Comprehensive Segmentation of Gray Matter Structures on T1-Weighted Brain MRI: A Comparative Study of Convolutional Neural Network, Convolutional Neural Network Hybrid-Transformer or -Mamba Architectures.

BACKGROUND AND PURPOSE

Recent advances in deep learning have shown promising results in medical image analysis and segmentation. However, most brain MRI segmentation models are limited by the size of their data sets and/or the number of structures they can identify. This study evaluates the performance of 6 advanced deep learning models in segmenting 122 brain structures from T1-weighted MRI scans, aiming to identify the most effective model for clinical and research applications.

MATERIALS AND METHODS

A total of 1510 T1-weighted MRIs were used to compare 6 deep learning models for the segmentation of 122 distinct gray matter structures: nnU-Net, SegResNet, SwinUNETR, UNETR, U-Mamba_BOT, and U-Mamba_ Enc. Each model was rigorously tested for accuracy by using the dice similarity coefficient (DSC) and the 95th percentile Hausdorff distance (HD95). Additionally, the volume of each structure was calculated and compared between normal controls (NCs) and patients with Alzheimer disease (AD).

§ **Work order**:
Rewrite the study abstract's paragraph that begins "Recent advances in deep learning" as a short bulleted list that keeps its main facts.

§ **The data**:
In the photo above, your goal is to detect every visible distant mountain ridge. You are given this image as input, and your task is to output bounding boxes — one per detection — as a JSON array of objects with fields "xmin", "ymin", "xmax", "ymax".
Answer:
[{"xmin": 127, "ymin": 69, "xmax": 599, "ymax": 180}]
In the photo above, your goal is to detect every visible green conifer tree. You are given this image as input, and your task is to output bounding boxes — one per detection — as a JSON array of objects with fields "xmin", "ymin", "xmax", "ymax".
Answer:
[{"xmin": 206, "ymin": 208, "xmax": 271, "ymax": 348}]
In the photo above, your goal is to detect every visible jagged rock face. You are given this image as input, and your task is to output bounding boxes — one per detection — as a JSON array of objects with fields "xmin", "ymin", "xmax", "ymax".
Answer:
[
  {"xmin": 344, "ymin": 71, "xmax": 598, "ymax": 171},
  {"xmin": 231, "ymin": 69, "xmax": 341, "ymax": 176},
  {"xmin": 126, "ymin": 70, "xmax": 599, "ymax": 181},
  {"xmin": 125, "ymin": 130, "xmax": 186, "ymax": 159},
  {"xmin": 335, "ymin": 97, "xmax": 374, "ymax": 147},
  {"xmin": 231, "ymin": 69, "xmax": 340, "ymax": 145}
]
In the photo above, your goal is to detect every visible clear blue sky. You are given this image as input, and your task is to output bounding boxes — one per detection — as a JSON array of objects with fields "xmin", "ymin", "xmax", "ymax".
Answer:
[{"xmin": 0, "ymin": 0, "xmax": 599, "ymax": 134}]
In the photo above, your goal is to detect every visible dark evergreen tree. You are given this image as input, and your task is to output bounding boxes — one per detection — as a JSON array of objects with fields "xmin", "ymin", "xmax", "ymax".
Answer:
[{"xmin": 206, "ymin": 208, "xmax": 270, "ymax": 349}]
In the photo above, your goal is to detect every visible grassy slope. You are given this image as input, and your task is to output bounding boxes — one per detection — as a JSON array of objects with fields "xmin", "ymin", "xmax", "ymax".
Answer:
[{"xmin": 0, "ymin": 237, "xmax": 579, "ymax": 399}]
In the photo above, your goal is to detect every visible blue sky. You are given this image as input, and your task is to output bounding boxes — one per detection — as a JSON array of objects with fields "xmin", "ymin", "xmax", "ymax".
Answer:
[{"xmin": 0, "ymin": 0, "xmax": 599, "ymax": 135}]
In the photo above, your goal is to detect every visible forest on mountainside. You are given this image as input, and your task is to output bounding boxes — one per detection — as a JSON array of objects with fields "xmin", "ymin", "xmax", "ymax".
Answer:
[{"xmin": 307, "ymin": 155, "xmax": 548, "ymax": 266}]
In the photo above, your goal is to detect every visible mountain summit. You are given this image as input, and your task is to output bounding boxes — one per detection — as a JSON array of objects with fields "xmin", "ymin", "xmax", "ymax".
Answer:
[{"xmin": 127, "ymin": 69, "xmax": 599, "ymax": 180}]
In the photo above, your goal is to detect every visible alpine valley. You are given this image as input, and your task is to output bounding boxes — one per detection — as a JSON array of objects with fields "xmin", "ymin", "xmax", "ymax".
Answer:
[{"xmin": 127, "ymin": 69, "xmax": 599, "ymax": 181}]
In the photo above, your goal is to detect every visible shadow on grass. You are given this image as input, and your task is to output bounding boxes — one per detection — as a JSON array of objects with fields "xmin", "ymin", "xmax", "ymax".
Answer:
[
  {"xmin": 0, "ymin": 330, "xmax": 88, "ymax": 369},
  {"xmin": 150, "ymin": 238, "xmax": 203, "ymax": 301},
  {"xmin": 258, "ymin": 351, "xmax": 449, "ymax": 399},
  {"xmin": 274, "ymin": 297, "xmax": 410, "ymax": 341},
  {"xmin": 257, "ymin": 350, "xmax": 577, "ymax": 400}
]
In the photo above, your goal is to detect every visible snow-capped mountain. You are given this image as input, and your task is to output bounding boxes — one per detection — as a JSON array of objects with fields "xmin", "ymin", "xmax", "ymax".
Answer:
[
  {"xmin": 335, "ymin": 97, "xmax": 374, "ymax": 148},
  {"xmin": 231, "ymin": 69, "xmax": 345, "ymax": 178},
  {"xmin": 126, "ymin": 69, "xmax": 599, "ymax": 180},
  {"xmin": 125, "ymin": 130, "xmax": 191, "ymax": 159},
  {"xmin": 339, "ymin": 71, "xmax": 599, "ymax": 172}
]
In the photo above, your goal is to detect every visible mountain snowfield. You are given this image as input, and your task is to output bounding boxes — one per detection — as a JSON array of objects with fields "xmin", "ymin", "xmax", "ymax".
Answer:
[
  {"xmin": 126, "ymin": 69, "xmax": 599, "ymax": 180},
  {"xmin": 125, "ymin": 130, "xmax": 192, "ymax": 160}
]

§ **The completed task**:
- Deep learning has shown promising results in medical image analysis and segmentation.
- Most brain MRI segmentation models are limited by data set size and/or the number of structures they can identify.
- This study evaluates 6 advanced deep learning models that segment 122 brain structures from T1-weighted MRI scans.
- The aim is to identify the most effective model for clinical and research applications.